Deja 50cm d'eau. Il commence a faire sombre, les objets qui ne flottent pas, spis gorges d'eau, obstruent les hublots. J'arrive de moins en moins a croire que je vais pouvoir m'en sortir. La perspective de ma mort prochaine me parait aussi ineluctable qu'insupportable. Je veux sortir de cette prison, j'en deviens fou. Je
prends une latte de bois qui flotte a proximite et me mets a defoncer comme un forcene une cloison que je pense donner acces au cockpit. Elle finit par eclater... mais donne sur le bloc moteur.

■ ■ ■ ■

Reproduisez le passage proposé à partir des mots « Deja 50cm d'eau. » jusqu'aux mots « le bloc moteur. » inclus. Les données ci-après proviennent d'une autre source.

■ ■ ■ ■

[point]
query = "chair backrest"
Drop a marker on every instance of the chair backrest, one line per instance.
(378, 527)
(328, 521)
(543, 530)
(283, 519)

■ ■ ■ ■

— RÉSULTAT CI-DESSOUS —
Deja 50cm d'eau. Il commence a faire sombre, les objets qui ne flottent pas, spis gorges d'eau, obstruent les hublots. J'arrive de moins en moins a croire que je vais pouvoir m'en sortir. La perspective de ma mort prochaine me parait aussi ineluctable qu'insupportable. Je veux sortir de cette prison, j'en deviens fou. Je
prends une latte de bois qui flotte a proximite et me mets a defoncer comme un forcene une cloison que je pense donner acces au cockpit. Elle finit par eclater... mais donne sur le bloc moteur.